- **DIRECTION**
Report every line below that contains the word "target". Case counts.

— Begin —

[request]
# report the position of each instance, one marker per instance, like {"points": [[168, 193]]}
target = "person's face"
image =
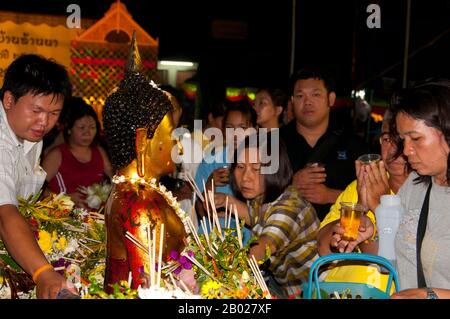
{"points": [[267, 112], [216, 122], [83, 131], [32, 116], [236, 120], [311, 102], [395, 166], [425, 146], [247, 174], [289, 112]]}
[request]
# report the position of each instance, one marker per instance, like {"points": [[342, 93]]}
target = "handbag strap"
{"points": [[421, 228]]}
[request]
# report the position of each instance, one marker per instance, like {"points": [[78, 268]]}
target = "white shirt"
{"points": [[20, 172]]}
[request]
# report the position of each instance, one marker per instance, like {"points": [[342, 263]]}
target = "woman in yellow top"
{"points": [[372, 181]]}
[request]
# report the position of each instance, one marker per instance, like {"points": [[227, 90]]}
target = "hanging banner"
{"points": [[49, 41]]}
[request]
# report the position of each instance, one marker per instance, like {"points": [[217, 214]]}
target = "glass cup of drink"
{"points": [[314, 164], [366, 159], [351, 214]]}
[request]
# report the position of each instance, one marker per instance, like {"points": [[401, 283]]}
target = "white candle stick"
{"points": [[150, 255], [154, 256], [226, 209], [161, 238], [207, 205], [238, 227], [129, 279]]}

— End —

- **TASK RESULT**
target = "person's face"
target = "handbag strap"
target = "white shirt"
target = "woman in yellow top"
target = "hanging banner"
target = "glass cup of drink"
target = "white candle stick"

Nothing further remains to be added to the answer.